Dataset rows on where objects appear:
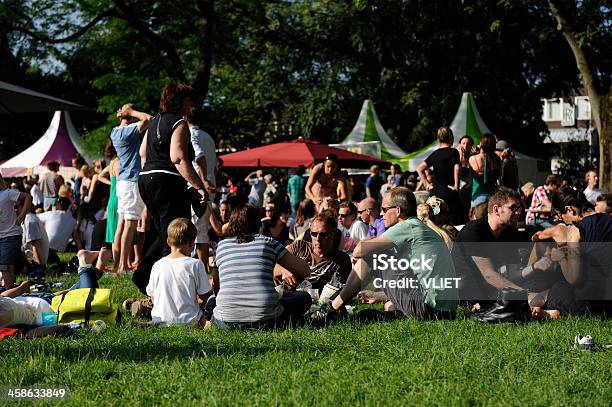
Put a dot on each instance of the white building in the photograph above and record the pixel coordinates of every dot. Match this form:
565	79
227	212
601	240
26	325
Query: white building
568	119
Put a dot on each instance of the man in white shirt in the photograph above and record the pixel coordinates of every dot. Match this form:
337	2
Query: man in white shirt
591	192
177	280
59	224
35	238
353	229
37	195
205	164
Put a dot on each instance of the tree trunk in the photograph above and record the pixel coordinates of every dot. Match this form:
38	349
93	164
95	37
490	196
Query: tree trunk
605	143
202	79
601	105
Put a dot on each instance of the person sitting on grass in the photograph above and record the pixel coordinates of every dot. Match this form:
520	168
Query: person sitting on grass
247	297
406	237
177	281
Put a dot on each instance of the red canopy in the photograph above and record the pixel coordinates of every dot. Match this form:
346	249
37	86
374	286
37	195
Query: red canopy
291	154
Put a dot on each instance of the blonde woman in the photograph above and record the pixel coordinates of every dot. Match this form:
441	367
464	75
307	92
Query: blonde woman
425	213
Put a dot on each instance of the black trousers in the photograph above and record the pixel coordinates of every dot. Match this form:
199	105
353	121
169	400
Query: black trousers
166	198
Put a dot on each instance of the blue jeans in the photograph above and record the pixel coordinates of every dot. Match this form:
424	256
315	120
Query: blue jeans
295	305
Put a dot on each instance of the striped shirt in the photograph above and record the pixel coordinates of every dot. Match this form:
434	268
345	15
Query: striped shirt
537	202
246	287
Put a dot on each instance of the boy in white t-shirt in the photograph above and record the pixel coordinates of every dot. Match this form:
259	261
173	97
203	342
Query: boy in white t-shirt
177	280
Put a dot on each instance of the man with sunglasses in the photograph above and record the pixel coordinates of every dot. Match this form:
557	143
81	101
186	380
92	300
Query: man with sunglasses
322	254
477	260
353	229
369	214
410	241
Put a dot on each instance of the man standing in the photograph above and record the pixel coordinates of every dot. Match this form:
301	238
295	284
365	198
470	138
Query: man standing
126	140
374	183
409	239
324	259
255	180
295	189
538	213
591	191
206	163
353	229
369	214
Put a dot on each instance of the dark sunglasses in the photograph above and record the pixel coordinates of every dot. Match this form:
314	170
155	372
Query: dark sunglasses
386	208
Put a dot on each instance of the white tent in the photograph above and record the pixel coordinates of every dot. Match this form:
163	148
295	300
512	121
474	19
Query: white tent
467	120
59	143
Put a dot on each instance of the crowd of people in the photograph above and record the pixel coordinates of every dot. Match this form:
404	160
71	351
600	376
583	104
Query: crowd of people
259	253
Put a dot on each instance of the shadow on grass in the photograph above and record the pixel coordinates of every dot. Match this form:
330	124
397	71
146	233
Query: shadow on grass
154	347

WHAT IS EXPECTED => The records above are to be quoted exactly, with all pictures left out.

PROBLEM SOLUTION =>
Put a dot on each instance of the white building in the photograph above and record the pixel coordinates of every dot. Match this form:
565	79
227	212
601	240
26	325
Query: white building
568	119
Put a dot on each instance of the man in white shirt in the photograph above and record the pixel coordinates of every dot. Match this form:
337	2
Query: man in white shirt
591	192
177	280
59	224
35	238
353	229
37	195
205	164
Put a dot on each instance of the tree trunk in the photograph above and record the pixel coordinates of every dot. Match this form:
38	349
93	164
95	37
490	196
Query: tree trunk
605	143
202	79
601	105
Put a dot on each instance of the person sitting on grass in the photograph above and record the pixel coordinates of every dot. Match this form:
520	168
Query: person sitting on grass
247	297
406	237
177	281
Put a dot on each instance of the red canopy in the photograph above and record the pixel coordinates of every dot. Match this form:
346	249
37	86
374	286
37	195
Query: red canopy
291	154
Put a dot on each instance of the blonde woman in the photograph above and record the pixel coordinates of every dot. Match this form:
441	367
464	75
307	92
Query: blonde woman
425	213
Put a dot on each instance of the black trousers in the photograph above and record the pixel coordinates of every dot. Match this form:
199	105
353	121
169	400
Query: black trousers
166	198
Put a dot on each instance of the blue jeans in the photograph above and record the pixel coordinates of every dot. Match this form:
424	256
315	120
Query: blue jeans
295	305
Put a dot on each instance of the striped shirt in the photograph above and record the pixel coordinates of every dot. Match this form:
434	268
345	15
Query: striped shirt
537	202
246	287
Put a dot on each instance of the boy in white t-shirt in the photograph above and record the pixel coordinates of every dot. Match this form:
259	261
173	97
203	342
Query: boy in white t-shirt
177	280
Put a dot on each instance of the man with sunglasses in the photograph above and record the pixel coordinates of every dot. Match this form:
557	143
81	101
186	380
92	300
Query: man with sunglasses
322	254
477	260
353	229
369	214
410	241
Put a dot on each instance of the man standing in the photograph above and record the pixel coordinates of every dot. Match this form:
301	238
295	284
365	198
470	138
Query: man standing
126	140
374	183
409	239
324	259
255	180
295	189
538	213
591	191
206	163
353	229
369	214
Put a dot on each instance of the dark sunglasses in the photograph above and record the pixel coordinates of every dot. Match this form:
314	170
155	372
Query: dark sunglasses
386	208
Put a dot on each instance of the white tent in the photograph above and record the pixel coordinates of every dot. Match this form:
163	148
295	300
512	121
474	19
Query: white tent
467	120
59	143
Put a dot on each instance of the crowd of people in the photograph above and record the pixel coordinates of every dot. Match this form:
404	160
71	351
600	376
583	104
Query: crowd of people
259	253
Put a dot on each instance of the shadow on grass in the photograph above and record the pixel coordinates of every dot. Match this form:
330	124
397	71
146	233
Query: shadow on grass
154	347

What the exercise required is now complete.